Which lines of the items below contain the word "light"? List each of those lines in full.

----

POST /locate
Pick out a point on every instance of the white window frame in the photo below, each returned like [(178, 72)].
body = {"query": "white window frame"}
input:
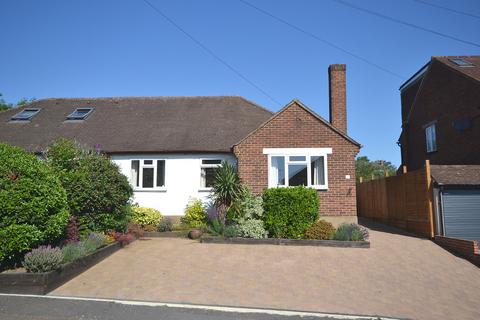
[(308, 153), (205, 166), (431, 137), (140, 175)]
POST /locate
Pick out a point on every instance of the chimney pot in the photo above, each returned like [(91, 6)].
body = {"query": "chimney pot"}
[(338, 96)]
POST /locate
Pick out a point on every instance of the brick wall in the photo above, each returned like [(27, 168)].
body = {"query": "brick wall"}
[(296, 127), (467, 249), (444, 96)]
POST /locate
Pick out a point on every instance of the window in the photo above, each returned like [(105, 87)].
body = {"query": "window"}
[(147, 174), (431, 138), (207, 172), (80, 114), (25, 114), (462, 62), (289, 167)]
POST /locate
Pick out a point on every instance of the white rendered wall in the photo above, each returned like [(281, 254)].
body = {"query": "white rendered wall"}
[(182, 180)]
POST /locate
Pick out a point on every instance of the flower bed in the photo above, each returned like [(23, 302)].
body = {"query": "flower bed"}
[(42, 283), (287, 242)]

----

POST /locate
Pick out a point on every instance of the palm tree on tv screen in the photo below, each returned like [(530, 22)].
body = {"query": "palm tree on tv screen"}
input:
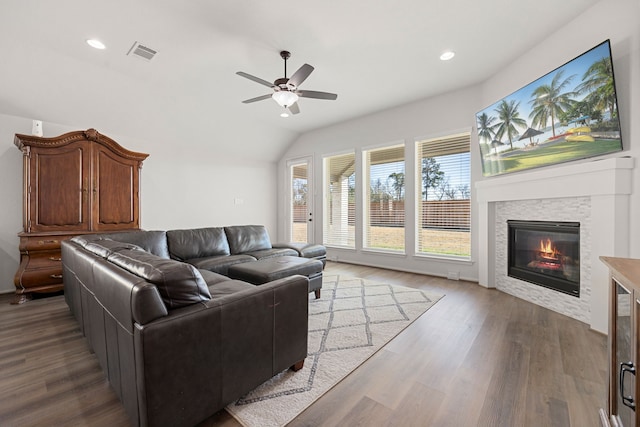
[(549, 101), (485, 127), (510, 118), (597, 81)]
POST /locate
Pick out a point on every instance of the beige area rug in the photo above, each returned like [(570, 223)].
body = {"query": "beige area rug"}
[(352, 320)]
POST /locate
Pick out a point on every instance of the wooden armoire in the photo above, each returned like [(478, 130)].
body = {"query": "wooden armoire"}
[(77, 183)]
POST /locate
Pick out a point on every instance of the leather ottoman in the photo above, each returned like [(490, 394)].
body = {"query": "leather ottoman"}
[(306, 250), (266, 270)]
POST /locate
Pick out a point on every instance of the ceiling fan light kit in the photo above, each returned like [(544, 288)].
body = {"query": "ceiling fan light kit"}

----

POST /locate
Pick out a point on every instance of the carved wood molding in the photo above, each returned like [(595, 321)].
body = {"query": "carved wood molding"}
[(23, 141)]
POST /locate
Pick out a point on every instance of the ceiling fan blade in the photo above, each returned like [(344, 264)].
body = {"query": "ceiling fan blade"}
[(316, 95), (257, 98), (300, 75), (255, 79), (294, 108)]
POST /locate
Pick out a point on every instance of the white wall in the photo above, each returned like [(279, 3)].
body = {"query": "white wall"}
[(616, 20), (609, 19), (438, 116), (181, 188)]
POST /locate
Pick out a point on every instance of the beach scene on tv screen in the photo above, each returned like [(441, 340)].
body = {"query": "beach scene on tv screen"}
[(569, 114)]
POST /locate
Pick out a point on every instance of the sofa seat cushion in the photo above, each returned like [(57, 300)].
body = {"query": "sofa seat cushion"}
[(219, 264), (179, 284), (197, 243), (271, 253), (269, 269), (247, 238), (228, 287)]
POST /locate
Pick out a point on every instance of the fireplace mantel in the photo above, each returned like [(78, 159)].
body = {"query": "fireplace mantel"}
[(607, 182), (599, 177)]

----

Output of the task -
Pick out a point on every instance of the ceiling fan light kit in the photo above, each returned like [(544, 288)].
body = {"query": "ceiling fan light kit"}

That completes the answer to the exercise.